(Source extract):

GSK Consumer recorded slower 8% yoy growth in revenues at Rs9.2bn – below our expectations at Rs9.8bn during Q1 FY15, driven by modest 9% yoy growth in HFD portfolio
Domestic sales grew by 10% yoy however exports declined by 24% yoy due to certain one-offs and slowdown in Bangladesh economy
Operating margin declined by ~40bps to 17.9% due to sharp 320bps increase in raw material cost on account of sharp rise in milk and milk powder prices
Net profit increased by ~8% yoy to Rs1.3bn - in line with our expectations. Recommend Accumulate with a 9-month target price of Rs4,945
|(Rs m)||Q1 FY15||Q2 CY13||% yoy||Q5 FY14*||% qoq|
|Other operating revenues||444||374||18.8||407||9.1|
|OPM (%)||17.9||18.3||(43) bps||21.3||(345) bps|
|Effective tax rate (%)||34.4||34.2||-||34.2||-|
|PAT margin (%)||14.1||14.1||6 bps||15.9||(179) bps|
|Ann. EPS (Rs)||123.7||114.1||8.5||163.3||(24.2)|
Q1 revenues miss expectations
GSK Consumer recorded slower 8% yoy growth during Q1 FY15 at Rs9.2bn (below our expectations of Rs9.8bn), driven by 9% yoy growth in the HFD portfolio and 32% yoy growth in foods segment. Domestic business reported mere 3% underlying volume growth (7% in Q5 FY14). Exports however declined by 24% yoy due to certain one-offs and slowdown in Bangladesh economy.
The Malted beverages category which had not seen a significant slowdown until now has started witnessing the impact. Given this, the company is aggressively growing its sachets business (contributing ~5-6% of HFD sales) to fuel volume growth. Volume growth in jars is likely to be flat. GSK has also re-launched Mother’s Horlicks, Horlicks Lite and Chocolate Horlicks during the quarter. With the expansion of its product range in Oats segment, GSK now ranks second in Oats category and enjoys ~17% market share in southern markets. The company has entered in Osteo calcium segment and is expecting revenues of Rs650-700mn in FY15.

(Source material):
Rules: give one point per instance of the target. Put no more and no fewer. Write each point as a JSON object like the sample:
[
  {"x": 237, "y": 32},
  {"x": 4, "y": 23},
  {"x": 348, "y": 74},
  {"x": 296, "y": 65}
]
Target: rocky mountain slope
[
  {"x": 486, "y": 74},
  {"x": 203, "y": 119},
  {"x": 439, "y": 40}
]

(Exercise 1): Print the passage of the GSK Consumer results extract from "The Malted beverages" through "Rs650-700mn in FY15.", copying it word for word.
(Exercise 2): Proceed with the GSK Consumer results extract, picking up right after its final sentence.
The listing has no connection to the GSK Consumer results extract.

(Answer space 1):
The Malted beverages category which had not seen a significant slowdown until now has started witnessing the impact. Given this, the company is aggressively growing its sachets business (contributing ~5-6% of HFD sales) to fuel volume growth. Volume growth in jars is likely to be flat. GSK has also re-launched Mother’s Horlicks, Horlicks Lite and Chocolate Horlicks during the quarter. With the expansion of its product range in Oats segment, GSK now ranks second in Oats category and enjoys ~17% market share in southern markets. The company has entered in Osteo calcium segment and is expecting revenues of Rs650-700mn in FY15.

(Answer space 2):
Higher raw material cost pulls down operating margins
Operating margins declined by 40bps to 17.9% due to sharp ~320bps increase in raw material cost on account of sharp rise in milk & milk powder prices. 80bps/80bps/70bps decline in advertising / staff and overhead cost restricted further margin erosion. The management guided that adspend in FY15 would remain in the range of 15-17% of net sales.
|As a % of net sales||Q1 FY15||Q2 CY13||bps yoy||Q5 FY14*||bps qoq|
Net profit matches expectations records modest ~8% yoy increase
Net profit increased by ~8% yoy to Rs1.3bn - in line with our expectations. The growth could have been even better but for higher operating costs and tax outgo. Business auxiliary income (includes business income and cross-charge received on account of OTC products sold on behalf of GlaxoSmithKline Pharmaceuticals Ltd) grew by 18.8% yoy to Rs444mn (Q2 CY14 – Rs374mn). The management has guided business auxiliary income to grow at ~20% on steady state basis. Non-operating income increased by ~19% yoy to Rs458mn.
The management plans to go for Greenfield capacity expansion as currently all its plants are running at full capacity levels. The company is holding high amount of cash on its books (Rs18bn) as it plans to carry out such Greenfield expansion every three years. The company expects to incur Rs7-8bn as capex every 2-3 years to increase capacity.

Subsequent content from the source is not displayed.